Transcribe all of the data below line for line, with no changes. Leave the pictures out of your copy.

Listed entries:
-- Start --

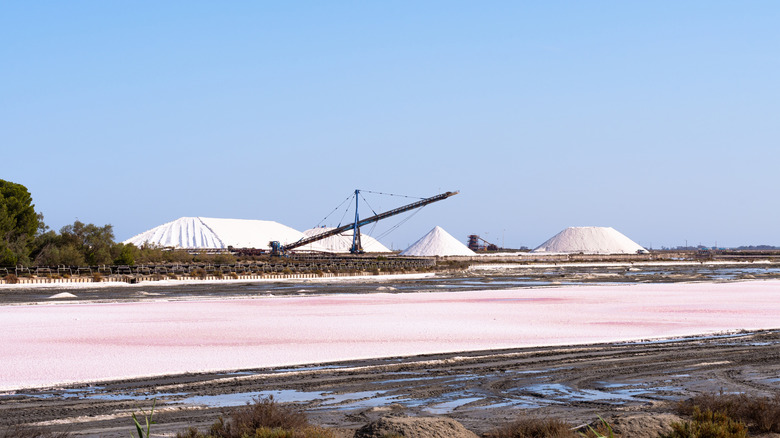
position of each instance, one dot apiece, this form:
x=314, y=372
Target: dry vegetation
x=759, y=414
x=263, y=419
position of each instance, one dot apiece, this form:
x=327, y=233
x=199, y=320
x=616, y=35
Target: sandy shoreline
x=550, y=341
x=44, y=346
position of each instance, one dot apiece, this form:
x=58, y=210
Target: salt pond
x=48, y=345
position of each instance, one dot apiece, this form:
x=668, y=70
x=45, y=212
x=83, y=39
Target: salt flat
x=48, y=345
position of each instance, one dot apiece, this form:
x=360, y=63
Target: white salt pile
x=203, y=232
x=62, y=295
x=438, y=243
x=590, y=240
x=340, y=243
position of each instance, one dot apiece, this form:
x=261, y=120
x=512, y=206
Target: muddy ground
x=480, y=389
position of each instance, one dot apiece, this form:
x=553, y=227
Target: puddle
x=447, y=407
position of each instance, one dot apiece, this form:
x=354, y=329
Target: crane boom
x=276, y=247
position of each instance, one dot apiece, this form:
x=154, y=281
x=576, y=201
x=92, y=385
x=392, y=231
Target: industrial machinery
x=278, y=249
x=476, y=246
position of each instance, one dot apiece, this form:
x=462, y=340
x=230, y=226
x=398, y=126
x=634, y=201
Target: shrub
x=707, y=424
x=534, y=428
x=760, y=413
x=262, y=419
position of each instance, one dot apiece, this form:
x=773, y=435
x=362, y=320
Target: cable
x=334, y=210
x=391, y=194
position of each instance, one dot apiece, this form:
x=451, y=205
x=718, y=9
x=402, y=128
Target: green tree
x=18, y=224
x=92, y=241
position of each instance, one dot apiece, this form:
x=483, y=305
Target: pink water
x=48, y=345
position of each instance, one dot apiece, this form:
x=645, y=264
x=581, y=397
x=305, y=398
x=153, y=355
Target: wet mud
x=480, y=389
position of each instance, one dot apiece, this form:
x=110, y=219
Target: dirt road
x=480, y=389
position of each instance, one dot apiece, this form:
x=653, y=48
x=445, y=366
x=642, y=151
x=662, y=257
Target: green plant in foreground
x=147, y=420
x=708, y=424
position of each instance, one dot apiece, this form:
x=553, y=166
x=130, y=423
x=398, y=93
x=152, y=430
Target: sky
x=659, y=119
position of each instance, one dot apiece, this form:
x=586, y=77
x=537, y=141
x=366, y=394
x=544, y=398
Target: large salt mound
x=340, y=243
x=203, y=232
x=437, y=243
x=590, y=240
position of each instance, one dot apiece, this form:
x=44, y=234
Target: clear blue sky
x=660, y=119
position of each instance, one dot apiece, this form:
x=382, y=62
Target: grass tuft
x=760, y=414
x=708, y=424
x=265, y=418
x=534, y=428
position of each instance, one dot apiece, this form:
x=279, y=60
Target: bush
x=760, y=413
x=534, y=428
x=262, y=419
x=708, y=424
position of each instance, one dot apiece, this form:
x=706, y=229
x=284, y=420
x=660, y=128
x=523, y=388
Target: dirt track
x=480, y=389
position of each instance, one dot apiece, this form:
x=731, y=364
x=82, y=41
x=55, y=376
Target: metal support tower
x=357, y=247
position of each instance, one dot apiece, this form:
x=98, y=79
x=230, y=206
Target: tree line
x=26, y=240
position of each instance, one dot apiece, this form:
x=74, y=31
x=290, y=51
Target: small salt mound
x=340, y=243
x=590, y=240
x=438, y=243
x=62, y=295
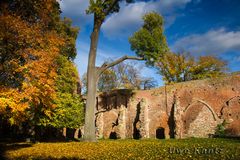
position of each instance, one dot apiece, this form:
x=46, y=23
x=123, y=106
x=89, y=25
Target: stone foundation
x=189, y=109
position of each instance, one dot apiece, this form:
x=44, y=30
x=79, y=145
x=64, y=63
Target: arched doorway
x=160, y=133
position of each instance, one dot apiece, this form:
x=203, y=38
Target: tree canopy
x=149, y=41
x=184, y=67
x=36, y=53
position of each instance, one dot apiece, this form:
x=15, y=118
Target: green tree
x=183, y=67
x=101, y=9
x=149, y=42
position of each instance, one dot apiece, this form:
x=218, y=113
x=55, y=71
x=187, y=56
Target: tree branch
x=111, y=7
x=105, y=66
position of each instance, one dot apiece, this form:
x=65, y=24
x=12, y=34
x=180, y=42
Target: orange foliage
x=29, y=51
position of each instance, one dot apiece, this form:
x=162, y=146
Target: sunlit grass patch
x=128, y=149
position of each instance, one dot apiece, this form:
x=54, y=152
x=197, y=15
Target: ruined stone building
x=188, y=109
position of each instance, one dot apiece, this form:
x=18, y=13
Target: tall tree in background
x=152, y=27
x=183, y=67
x=36, y=53
x=29, y=46
x=122, y=76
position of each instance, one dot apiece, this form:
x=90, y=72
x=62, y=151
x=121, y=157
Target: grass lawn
x=126, y=149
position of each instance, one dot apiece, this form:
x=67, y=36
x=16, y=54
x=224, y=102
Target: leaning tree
x=101, y=9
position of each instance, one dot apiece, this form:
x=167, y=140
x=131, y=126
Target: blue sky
x=201, y=27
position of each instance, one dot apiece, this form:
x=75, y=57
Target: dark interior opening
x=136, y=131
x=113, y=135
x=160, y=133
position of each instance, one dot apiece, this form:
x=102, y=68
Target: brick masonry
x=189, y=109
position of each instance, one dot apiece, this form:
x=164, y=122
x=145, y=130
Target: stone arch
x=226, y=103
x=205, y=104
x=194, y=118
x=231, y=109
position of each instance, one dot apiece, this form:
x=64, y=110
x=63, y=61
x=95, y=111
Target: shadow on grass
x=5, y=146
x=49, y=158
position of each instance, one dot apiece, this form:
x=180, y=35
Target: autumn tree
x=122, y=76
x=183, y=67
x=101, y=9
x=36, y=71
x=69, y=111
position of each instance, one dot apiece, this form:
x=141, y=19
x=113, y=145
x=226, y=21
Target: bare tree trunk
x=93, y=74
x=89, y=127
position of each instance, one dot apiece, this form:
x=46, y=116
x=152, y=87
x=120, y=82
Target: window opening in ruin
x=160, y=133
x=113, y=135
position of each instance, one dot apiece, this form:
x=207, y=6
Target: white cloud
x=212, y=42
x=76, y=10
x=129, y=18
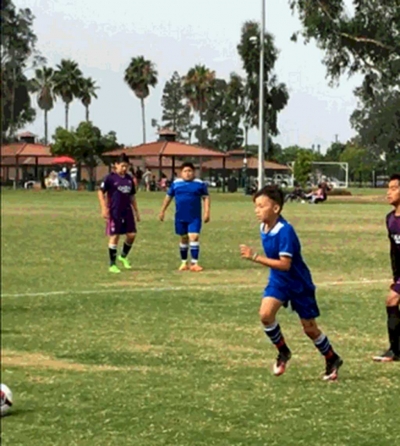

-- End --

Exercise solution:
position of each instance, one dot apiece, this form:
x=314, y=372
Target: dry vegetation
x=759, y=414
x=263, y=419
position of each instance, one dot apiece, this form:
x=327, y=233
x=199, y=320
x=616, y=35
Target: sandy shoreline
x=550, y=341
x=44, y=346
position of each instance, one dot apiece, this form:
x=58, y=210
Target: salt pond
x=48, y=345
position of each instance, one dot apiece, this form:
x=668, y=70
x=45, y=212
x=83, y=39
Target: salt flat
x=48, y=345
position of each instance, one dot apiece, this form:
x=360, y=63
Target: white salt pile
x=203, y=232
x=62, y=295
x=438, y=243
x=590, y=240
x=340, y=243
position of each instance, one dot apiece, this form:
x=261, y=120
x=512, y=206
Target: muddy ground
x=480, y=389
position of each instance, one dot apiece, this form:
x=553, y=227
Target: puddle
x=447, y=407
position of each instance, one dot apiece, this form:
x=354, y=329
Target: crane boom
x=276, y=247
position of each instance, one dot apiece, this form:
x=154, y=281
x=576, y=201
x=92, y=385
x=392, y=231
Target: industrial machinery
x=278, y=249
x=476, y=246
position of each instance, one dot apiece, this form:
x=462, y=340
x=230, y=226
x=398, y=126
x=634, y=201
Target: shrub
x=707, y=424
x=534, y=428
x=760, y=413
x=262, y=419
position of each instance, one dot apiece, this form:
x=773, y=435
x=362, y=320
Target: cable
x=334, y=210
x=391, y=194
position of each instance, one dot apiece, this form:
x=451, y=205
x=718, y=9
x=402, y=128
Target: green tree
x=18, y=224
x=92, y=241
position of each instance, one dot apiece, this form:
x=483, y=305
Target: pink water
x=48, y=345
position of each instance, one dot apiece, this form:
x=645, y=264
x=581, y=397
x=305, y=398
x=153, y=355
Target: wet mud
x=480, y=389
position of each instance, one dot apiece, this form:
x=110, y=219
Target: dirt road
x=480, y=389
position of each instance, one dot apiece, this form:
x=653, y=48
x=445, y=366
x=642, y=151
x=662, y=257
Target: green plant in foreground
x=147, y=420
x=708, y=424
position of each instance, one dot apiece, this form:
x=553, y=166
x=130, y=423
x=398, y=93
x=152, y=430
Target: sky
x=659, y=119
position of each instance, one dot apiece, this form:
x=586, y=77
x=537, y=141
x=366, y=394
x=544, y=398
Target: large salt mound
x=340, y=243
x=203, y=232
x=437, y=243
x=590, y=240
position of each instance, one dot apiece, this form:
x=44, y=234
Target: clear blue sky
x=660, y=119
position of each instance, one dot apiece, this form:
x=382, y=62
Target: grass tuft
x=760, y=414
x=708, y=424
x=265, y=418
x=534, y=428
position of each instance, one dot apiece, this form:
x=279, y=60
Target: bush
x=760, y=413
x=534, y=428
x=262, y=419
x=708, y=424
position of each instance, one dot apiece, this form:
x=706, y=229
x=284, y=420
x=660, y=128
x=523, y=388
Target: dirt track
x=480, y=389
position of each instance, one dot apiece, this form:
x=731, y=364
x=82, y=41
x=55, y=376
Target: metal support tower
x=357, y=247
position of each instance, one dot apiece, this form:
x=98, y=79
x=230, y=206
Target: tree line
x=26, y=240
position of each instance, one dot apiece, this form:
x=74, y=31
x=290, y=51
Target: small salt mound
x=340, y=243
x=590, y=240
x=438, y=243
x=62, y=295
position of each instance, one dot apiece, this form:
x=46, y=23
x=123, y=106
x=89, y=25
Target: stone foundation
x=189, y=109
position of each instance, one dot apiece, this form:
x=44, y=30
x=79, y=145
x=64, y=63
Target: arched doorway
x=160, y=133
position of each instance, one dot apiece, this form:
x=203, y=38
Target: tree canopy
x=149, y=41
x=184, y=67
x=36, y=53
position of each instance, one dot apiece, this form:
x=15, y=118
Target: green tree
x=183, y=67
x=101, y=9
x=149, y=42
position of each instance, one dot apiece, this form:
x=218, y=113
x=55, y=71
x=187, y=56
Target: tree branch
x=111, y=7
x=105, y=66
position of each instance, one dot apiece, this form:
x=65, y=24
x=12, y=34
x=180, y=42
Target: orange foliage
x=29, y=51
position of each instance, one dot apiece, this form:
x=162, y=146
Target: sunlit grass patch
x=128, y=149
position of each instance, one dot apiece, this form:
x=54, y=152
x=197, y=15
Target: ruined stone building
x=188, y=109
position of each instance, one dot apiece, this form:
x=18, y=13
Target: tall tree in background
x=152, y=27
x=183, y=67
x=36, y=53
x=29, y=46
x=122, y=76
position of each instance, one dot apiece, this form:
x=90, y=72
x=62, y=151
x=121, y=157
Target: grass lawn
x=126, y=149
position of each instance, one dot apiece, this form:
x=67, y=36
x=16, y=54
x=224, y=102
Target: leaning tree
x=101, y=9
position of each instance, one dot apiece, this form:
x=167, y=140
x=131, y=126
Target: blue sky
x=201, y=27
position of each instance, one dot apiece, this form:
x=75, y=57
Target: dark interior opening
x=136, y=131
x=113, y=135
x=160, y=133
position of each instance, one dot apiece, this form:
x=102, y=68
Target: brick masonry
x=189, y=109
position of each instance, one dot apiece, this form:
x=164, y=122
x=145, y=130
Target: stone arch
x=226, y=103
x=205, y=104
x=194, y=118
x=231, y=109
position of each instance, one dot apiece, this form:
x=64, y=110
x=63, y=61
x=95, y=111
Target: shadow on grass
x=5, y=146
x=49, y=158
position of each instance, one dot apiece, this form:
x=180, y=35
Target: autumn tree
x=122, y=76
x=183, y=67
x=101, y=9
x=36, y=71
x=69, y=111
position of each instance, one dot apiece, this form:
x=141, y=19
x=113, y=145
x=226, y=21
Target: bare tree trunk
x=93, y=74
x=89, y=127
position of each instance, one dot apiece, this form:
x=46, y=116
x=152, y=87
x=120, y=82
Target: window opening in ruin
x=160, y=133
x=113, y=135
position of each instance, one dot apiece, this form:
x=207, y=6
Target: white cloud
x=212, y=42
x=76, y=10
x=129, y=18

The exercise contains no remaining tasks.